Now we would like to visualize the relations between Style
and Country
. First, let’s dive into which country contributes the most to each style from the dataset.
rr %>%
group_by(Country, Style) %>%
count(sort = TRUE) %>%
ggplot(aes(Style, Country, fill = n)) +
geom_tile() +
scale_fill_gradient(low = "grey80", high = "black") +
theme_bw() +
labs(fill = "Count", title = "The Relations Between Country and Style on Count")
Based on the heatmap above, it looks like that Pack
is the most popular ramen packaging, and Taiwan and South Korea contributed the most to it, followed by Japan, Malaysia, and USA. It is interesting to note that many bowl-style ramen were produced by Japan.
rr %>%
group_by(Style, Country) %>%
summarize(avg_star = mean(Stars, na.rm = TRUE)) %>%
ggplot(aes(Style, Country, fill = avg_star)) +
geom_tile() +
scale_fill_gradient(low = "grey90", high = "black") +
theme_bw() +
labs(fill = "Mean Stars", title = "Mean Stars between Country and Style")
Min-Max transformation on Style
.
rr %>%
group_by(Style) %>%
mutate(minmax_star = (Stars - min(Stars, na.rm = TRUE))/(max(Stars, na.rm = TRUE) - min(Stars, na.rm = TRUE))) %>%
ggplot(aes(Style, Country, fill = minmax_star)) +
geom_tile() +
scale_fill_gradient(low = "grey90", high = "black") +
theme_bw()+
labs(fill = "Min-Max Star", title = "Style-wise Min-Max Star In Each Country")
It is a little surprising to me that Cambodia has the highest normalized star for Pack
style. Although Japan made more bowl-style ramen, China had better stars in such category.

_RECORDS PROVIDED_
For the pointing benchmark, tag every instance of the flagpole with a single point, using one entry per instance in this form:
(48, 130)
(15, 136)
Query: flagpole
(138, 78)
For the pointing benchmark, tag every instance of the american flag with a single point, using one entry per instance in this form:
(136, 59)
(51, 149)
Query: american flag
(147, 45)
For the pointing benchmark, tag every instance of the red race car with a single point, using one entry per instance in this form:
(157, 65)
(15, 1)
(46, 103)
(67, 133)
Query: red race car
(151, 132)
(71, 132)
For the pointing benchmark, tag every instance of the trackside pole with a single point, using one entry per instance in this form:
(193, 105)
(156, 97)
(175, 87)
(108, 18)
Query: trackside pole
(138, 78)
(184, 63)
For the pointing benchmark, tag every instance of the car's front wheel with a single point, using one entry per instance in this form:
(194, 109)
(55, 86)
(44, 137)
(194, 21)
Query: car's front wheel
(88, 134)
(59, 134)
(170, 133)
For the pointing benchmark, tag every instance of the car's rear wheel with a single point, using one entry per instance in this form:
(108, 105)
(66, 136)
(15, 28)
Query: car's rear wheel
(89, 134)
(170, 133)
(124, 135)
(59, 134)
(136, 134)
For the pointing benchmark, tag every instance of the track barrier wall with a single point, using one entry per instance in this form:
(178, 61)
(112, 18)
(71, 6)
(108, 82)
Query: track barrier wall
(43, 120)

_EXERCISE A_
Answer these about the ramen heatmap analysis, one line each:
(i) Which two countries contributed the most to Pack-style ramen?
(ii) What label does the first heatmap give its fill legend?
(iii) Which country has the highest normalized star for Pack style?
_EXERCISE B_
Can you sum up the ramen heatmap analysis in two sentences?
_EXERCISE C_
Carry the ramen heatmap analysis forward from its last sentence.

_RESPONSE A_
(i) Taiwan and South Korea
(ii) Count
(iii) Cambodia

_RESPONSE B_
The analysis uses heatmaps to relate ramen style and country by count, mean stars, and a style-wise min-max transformation of stars. Pack is the most popular packaging, led by Taiwan and South Korea, and Japan made many bowl-style ramen, though China had better stars in that category and Cambodia had the highest normalized star for Pack.

_RESPONSE C_
Min-Max transformation on Country
.
rr %>%
group_by(Country) %>%
mutate(minmax_star = (Stars - min(Stars, na.rm = TRUE))/(max(Stars, na.rm = TRUE) - min(Stars, na.rm = TRUE))) %>%
ggplot(aes(Style, Country, fill = minmax_star)) +
geom_tile() +
scale_fill_gradient(low = "grey90", high = "black") +
theme_bw()+
labs(fill = "Min-Max Star", title = "Country-wise Min-Max Star In Each Style")
For most of grocery stores in the U.S., Bowl
and Pack
style are rather popular. If the bowl ramen are from China, they should be the best from all made-in-China ramen based on the above heatmap in terms of normalized star received. USA, however, enjoyed the highest rating from its Bar
style ramen.
Conclusion
In this data visualization project, we used barplot along with its variation and heatmap to visualize the ramen dataset. Through viewing the plots generated from this project, it gives viewers a decent sense of what information this very dataset conveys and might shed some light on how we choose ramen in our future grocery shopping.